* [EXERCISE OBJECTIVE]
Return the records that follow, matching each one exactly.

(Natural language region descriptions)
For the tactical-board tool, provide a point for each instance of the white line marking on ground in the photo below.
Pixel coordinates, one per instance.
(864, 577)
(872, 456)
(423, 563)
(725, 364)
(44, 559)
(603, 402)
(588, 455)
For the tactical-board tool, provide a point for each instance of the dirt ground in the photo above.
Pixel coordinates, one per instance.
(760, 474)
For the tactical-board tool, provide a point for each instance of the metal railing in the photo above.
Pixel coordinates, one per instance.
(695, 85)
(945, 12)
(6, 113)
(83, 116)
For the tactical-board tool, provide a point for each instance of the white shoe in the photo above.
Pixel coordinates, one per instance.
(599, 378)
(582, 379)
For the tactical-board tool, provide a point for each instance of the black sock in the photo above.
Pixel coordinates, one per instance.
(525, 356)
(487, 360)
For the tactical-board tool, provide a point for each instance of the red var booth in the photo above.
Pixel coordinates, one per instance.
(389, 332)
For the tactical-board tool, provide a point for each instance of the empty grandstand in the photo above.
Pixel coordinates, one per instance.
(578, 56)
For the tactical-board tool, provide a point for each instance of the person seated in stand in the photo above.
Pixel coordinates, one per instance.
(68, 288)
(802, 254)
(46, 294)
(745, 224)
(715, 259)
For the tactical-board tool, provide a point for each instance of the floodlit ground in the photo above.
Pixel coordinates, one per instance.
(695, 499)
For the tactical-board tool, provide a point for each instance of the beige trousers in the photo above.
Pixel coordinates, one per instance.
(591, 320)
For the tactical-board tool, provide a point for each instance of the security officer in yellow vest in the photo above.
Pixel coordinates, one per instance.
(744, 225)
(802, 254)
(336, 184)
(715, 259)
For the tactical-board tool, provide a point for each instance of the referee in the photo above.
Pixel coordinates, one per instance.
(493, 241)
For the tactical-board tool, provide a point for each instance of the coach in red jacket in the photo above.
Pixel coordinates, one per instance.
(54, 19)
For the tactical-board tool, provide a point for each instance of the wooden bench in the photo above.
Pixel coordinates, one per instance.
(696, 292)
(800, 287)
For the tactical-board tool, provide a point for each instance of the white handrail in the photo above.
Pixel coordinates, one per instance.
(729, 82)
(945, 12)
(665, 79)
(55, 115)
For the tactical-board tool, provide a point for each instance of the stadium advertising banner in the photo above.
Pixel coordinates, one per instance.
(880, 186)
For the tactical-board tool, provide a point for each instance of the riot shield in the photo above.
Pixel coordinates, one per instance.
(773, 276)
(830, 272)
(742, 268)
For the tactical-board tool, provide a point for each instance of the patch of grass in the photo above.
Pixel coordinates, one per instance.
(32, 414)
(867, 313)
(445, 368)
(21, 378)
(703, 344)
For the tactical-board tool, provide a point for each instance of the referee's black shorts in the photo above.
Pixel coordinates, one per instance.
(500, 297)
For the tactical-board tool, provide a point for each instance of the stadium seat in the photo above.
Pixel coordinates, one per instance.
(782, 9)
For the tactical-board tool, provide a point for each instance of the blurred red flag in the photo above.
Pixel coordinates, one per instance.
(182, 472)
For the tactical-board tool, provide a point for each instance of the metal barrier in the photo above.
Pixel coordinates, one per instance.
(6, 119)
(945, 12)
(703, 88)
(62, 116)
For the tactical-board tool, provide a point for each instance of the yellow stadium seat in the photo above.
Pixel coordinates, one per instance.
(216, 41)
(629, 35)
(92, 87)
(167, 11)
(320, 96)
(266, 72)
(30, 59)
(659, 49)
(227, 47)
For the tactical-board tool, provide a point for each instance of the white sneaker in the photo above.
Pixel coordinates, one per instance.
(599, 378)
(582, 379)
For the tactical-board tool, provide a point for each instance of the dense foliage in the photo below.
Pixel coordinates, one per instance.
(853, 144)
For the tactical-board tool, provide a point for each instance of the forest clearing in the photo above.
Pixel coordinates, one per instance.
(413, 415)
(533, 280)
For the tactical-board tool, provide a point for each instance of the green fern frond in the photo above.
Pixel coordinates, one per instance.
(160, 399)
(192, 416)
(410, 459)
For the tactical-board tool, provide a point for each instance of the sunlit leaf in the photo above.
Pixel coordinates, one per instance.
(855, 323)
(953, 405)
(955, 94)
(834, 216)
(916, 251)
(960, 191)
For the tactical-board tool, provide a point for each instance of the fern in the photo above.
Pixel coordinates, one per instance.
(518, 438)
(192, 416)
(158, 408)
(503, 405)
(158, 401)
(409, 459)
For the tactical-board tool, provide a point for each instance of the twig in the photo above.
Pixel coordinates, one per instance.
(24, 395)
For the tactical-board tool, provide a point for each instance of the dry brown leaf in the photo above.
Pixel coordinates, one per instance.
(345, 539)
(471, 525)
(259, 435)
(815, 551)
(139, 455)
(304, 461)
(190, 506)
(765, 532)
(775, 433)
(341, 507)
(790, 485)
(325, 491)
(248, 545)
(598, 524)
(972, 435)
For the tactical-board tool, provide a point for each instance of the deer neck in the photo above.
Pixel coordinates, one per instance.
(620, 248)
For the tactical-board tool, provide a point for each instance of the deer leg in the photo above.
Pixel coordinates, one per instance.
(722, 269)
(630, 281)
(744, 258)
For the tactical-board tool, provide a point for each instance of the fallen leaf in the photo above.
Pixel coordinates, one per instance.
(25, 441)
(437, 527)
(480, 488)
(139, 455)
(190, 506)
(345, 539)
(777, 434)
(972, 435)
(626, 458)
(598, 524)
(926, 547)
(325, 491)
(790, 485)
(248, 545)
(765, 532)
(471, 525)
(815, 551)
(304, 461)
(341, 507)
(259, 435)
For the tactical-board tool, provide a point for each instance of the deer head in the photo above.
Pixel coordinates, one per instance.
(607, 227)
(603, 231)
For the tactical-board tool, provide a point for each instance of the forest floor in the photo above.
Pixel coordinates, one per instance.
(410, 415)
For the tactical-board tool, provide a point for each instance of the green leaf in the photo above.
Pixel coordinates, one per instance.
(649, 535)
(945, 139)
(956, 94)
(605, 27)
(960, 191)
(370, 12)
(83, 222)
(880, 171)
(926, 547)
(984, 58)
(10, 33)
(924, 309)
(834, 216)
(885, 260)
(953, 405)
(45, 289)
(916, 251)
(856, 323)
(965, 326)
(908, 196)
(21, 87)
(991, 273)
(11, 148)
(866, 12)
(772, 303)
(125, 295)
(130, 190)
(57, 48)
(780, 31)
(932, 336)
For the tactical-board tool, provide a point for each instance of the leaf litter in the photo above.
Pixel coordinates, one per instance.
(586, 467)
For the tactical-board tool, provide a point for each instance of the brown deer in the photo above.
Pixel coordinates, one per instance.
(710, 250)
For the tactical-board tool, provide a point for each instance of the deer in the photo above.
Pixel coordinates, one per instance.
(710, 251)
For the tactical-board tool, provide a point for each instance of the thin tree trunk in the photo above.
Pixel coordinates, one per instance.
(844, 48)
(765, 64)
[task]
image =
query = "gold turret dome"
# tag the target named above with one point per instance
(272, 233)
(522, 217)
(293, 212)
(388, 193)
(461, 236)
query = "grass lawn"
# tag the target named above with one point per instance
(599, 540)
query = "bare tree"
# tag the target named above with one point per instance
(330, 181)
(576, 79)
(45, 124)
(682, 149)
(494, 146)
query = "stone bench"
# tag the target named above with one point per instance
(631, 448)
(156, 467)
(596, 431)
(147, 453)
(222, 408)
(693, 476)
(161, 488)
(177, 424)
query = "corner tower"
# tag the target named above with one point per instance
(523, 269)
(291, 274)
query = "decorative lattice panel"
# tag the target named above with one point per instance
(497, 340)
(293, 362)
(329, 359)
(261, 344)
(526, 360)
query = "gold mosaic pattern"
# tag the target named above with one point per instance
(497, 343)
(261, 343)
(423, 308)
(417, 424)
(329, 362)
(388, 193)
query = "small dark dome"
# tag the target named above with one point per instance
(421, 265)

* [RESPONSE TO THIS TASK]
For the tactical-board tool, provide a point for each instance of the white line marking on ground in the photo below.
Pixel coordinates, one per instance.
(864, 577)
(872, 456)
(423, 563)
(725, 364)
(44, 559)
(603, 402)
(588, 455)
For the tactical-board tool, provide a point for each instance of the dirt ground in the photo above.
Pixel coordinates, one per instance.
(760, 474)
For the tactical-board tool, provide a point for each instance of the metal railing in the photo above.
Pixel coordinates, one per instance.
(695, 85)
(945, 12)
(6, 113)
(83, 116)
For the tactical-board tool, provide a point for each instance of the white shoe in the photo above.
Pixel coordinates, one per instance.
(599, 378)
(582, 379)
For the tactical-board tool, provide a point for each instance of the black sock in the photo above.
Pixel coordinates, one per instance.
(525, 356)
(487, 360)
For the tactical-board tool, provide a point for each instance of the red var booth in the photo above.
Pixel coordinates, one per instance.
(389, 332)
For the tactical-board tool, provide a point for each instance of the empty grandstand in the photo above.
Pixel coordinates, one per instance.
(578, 56)
For the tactical-board tool, provide a point for each instance of the person seated in stand in the photo above.
Pixel coordinates, one per instance.
(68, 288)
(802, 254)
(46, 294)
(745, 224)
(715, 259)
For the tactical-board tool, provide a point for each instance of the floodlit ground in the photo above.
Pixel coordinates, one per instance.
(695, 499)
For the tactical-board tool, provide a point for each instance of the beige trousers in the photo above.
Pixel coordinates, one per instance.
(591, 320)
For the tactical-board tool, provide a point for each instance of the security officer in yellow vest in the photo above.
Pixel coordinates, one per instance.
(744, 225)
(802, 254)
(336, 184)
(715, 259)
For the tactical-board tool, provide a point for each instance of the referee in the photo above.
Pixel coordinates, one per instance.
(493, 241)
For the tactical-board tool, provide a point for each instance of the coach in red jacket in the photo above.
Pixel coordinates, one per instance.
(54, 19)
For the tactical-board tool, provide a point for each instance of the wooden bench in the photo above.
Pixel coordinates, one per instance.
(696, 292)
(800, 287)
For the tactical-board tool, provide a point for each instance of the white handrail in the photo above.
Pixel coordinates, one per instance.
(729, 82)
(945, 12)
(665, 79)
(55, 115)
For the tactical-board tool, provide a point for each instance of the stadium advertising banner in the photo above.
Pixel coordinates, one per instance.
(880, 186)
For the tactical-board tool, provide a point for each instance of the riot shield in the photo above.
Pixel coordinates, one per instance.
(773, 276)
(830, 272)
(742, 268)
For the tactical-board tool, provide a point for each instance of the patch of grass in the photo above.
Pixel coordinates, one per instance.
(32, 414)
(867, 313)
(445, 368)
(21, 378)
(703, 344)
For the tactical-board tool, provide a point for each instance of the referee's black shorts in the photo above.
Pixel coordinates, one per instance.
(500, 297)
For the tactical-board tool, provide a point for each instance of the stadium seat in the photo above.
Pixel coordinates, one per instance.
(782, 9)
For the tactical-board tool, provide a point for each instance of the blurred red flag in the photo above.
Pixel coordinates, one per instance.
(182, 472)
For the tactical-board tool, provide a point for each instance of the metal barrier in the photo above.
Pixel coordinates, one per instance.
(6, 119)
(945, 12)
(703, 88)
(62, 116)
For the tactical-board tool, provide a point for each instance of the yellow stadium seat in the photo above.
Pixel coordinates, one per instance.
(216, 41)
(629, 35)
(92, 87)
(167, 11)
(320, 96)
(266, 72)
(30, 59)
(659, 49)
(227, 47)
For the tactical-board tool, provide a point for each instance of the white sneaker in the photo above.
Pixel coordinates, one per instance.
(599, 378)
(582, 379)
For the tactical-board tool, provide a point for each instance of the dense foliage in the photo below.
Pixel coordinates, one per instance.
(853, 144)
For the tactical-board tool, provide a point for each instance of the forest clearing in the photo above.
Pixel coordinates, one per instance.
(413, 415)
(533, 280)
For the tactical-board tool, provide a point for each instance of the green fern frond in the photo above.
Pixel coordinates, one per instance.
(160, 399)
(192, 416)
(410, 459)
For the tactical-board tool, provide a point for each instance of the sunlit leaf in the photo above.
Pixel coordinates, one per instance.
(855, 323)
(953, 405)
(955, 94)
(834, 216)
(916, 251)
(960, 191)
For the tactical-board tool, provide a point for each instance of the fern in the photo above.
Pixel coordinates, one per instance.
(518, 438)
(192, 416)
(158, 408)
(503, 405)
(158, 401)
(409, 459)
For the tactical-board tool, provide a point for each instance of the twig in the photo above.
Pixel coordinates, one per instance.
(24, 395)
For the tactical-board tool, provide a point for each instance of the dry brown leaf in the photo above.
Pixel coordinates, one per instance.
(345, 539)
(471, 525)
(259, 435)
(815, 551)
(139, 455)
(304, 461)
(190, 506)
(765, 532)
(775, 433)
(341, 507)
(790, 485)
(325, 491)
(248, 545)
(598, 524)
(972, 435)
For the tactical-board tool, provide a point for each instance of the deer neck in the photo above.
Pixel coordinates, one per instance.
(620, 248)
For the tactical-board tool, provide a point for each instance of the deer leg in the photo above.
Pixel coordinates, one per instance.
(722, 269)
(630, 281)
(744, 258)
For the tactical-board tool, provide a point for each instance of the fallen leaf in the photo above.
Pixel coordinates, one per instance.
(25, 441)
(437, 527)
(480, 488)
(139, 455)
(190, 506)
(345, 539)
(777, 434)
(972, 435)
(626, 458)
(598, 524)
(926, 547)
(325, 491)
(790, 485)
(248, 545)
(765, 532)
(471, 525)
(815, 551)
(304, 461)
(341, 507)
(259, 435)
For the tactical-board tool, provide a point for each instance of the deer head in the photo above.
Pixel coordinates, one per instance.
(607, 227)
(603, 231)
For the tactical-board tool, provide a point for each instance of the forest floor in the photo above.
Pixel coordinates, one per instance.
(410, 415)
For the tactical-board tool, provide a point for each instance of the green leaf in the photo above.
Pixel coordinates, one per instance.
(649, 535)
(945, 139)
(956, 94)
(605, 27)
(960, 191)
(370, 12)
(83, 222)
(880, 171)
(926, 547)
(984, 58)
(10, 33)
(924, 309)
(834, 216)
(885, 260)
(953, 405)
(45, 289)
(916, 251)
(856, 323)
(965, 326)
(908, 196)
(21, 87)
(991, 273)
(11, 148)
(866, 12)
(772, 303)
(125, 295)
(130, 190)
(57, 48)
(780, 31)
(932, 336)
For the tactical-board tool, provide a point for each instance of the leaf litter in the photo above.
Pixel coordinates, one per instance.
(586, 467)
For the tactical-board tool, provide a point for each instance of the brown deer in the photo above.
Pixel coordinates, one per instance.
(710, 250)
For the tactical-board tool, provide a point for each instance of the deer in the photo above.
Pixel coordinates, one per instance.
(710, 251)
For the tactical-board tool, provide a point for each instance of the thin tree trunk in the photo above.
Pixel coordinates, one per instance.
(844, 48)
(765, 64)
[task]
image =
query = "gold turret dome"
# tag the target named above with one point per instance
(272, 233)
(522, 217)
(293, 212)
(388, 193)
(461, 236)
query = "grass lawn"
# tag the target named above with one point per instance
(599, 540)
query = "bare tree"
# tag the target named above with one point per instance
(330, 181)
(576, 79)
(45, 124)
(682, 149)
(494, 146)
query = "stone bench"
# tag the target named above with one point per instance
(631, 448)
(156, 467)
(596, 431)
(147, 453)
(222, 408)
(693, 476)
(161, 488)
(177, 424)
query = "corner tower"
# tag the target named above with one point per instance
(523, 269)
(291, 274)
query = "decorative lattice panel"
# tag the target named above with one point per instance
(497, 340)
(293, 362)
(329, 359)
(261, 344)
(526, 360)
query = "gold mosaic pattern"
# tag the target named above with one point per instance
(497, 343)
(261, 343)
(423, 308)
(417, 424)
(329, 362)
(388, 193)
query = "small dark dome"
# tag the target named above with one point per instance
(421, 265)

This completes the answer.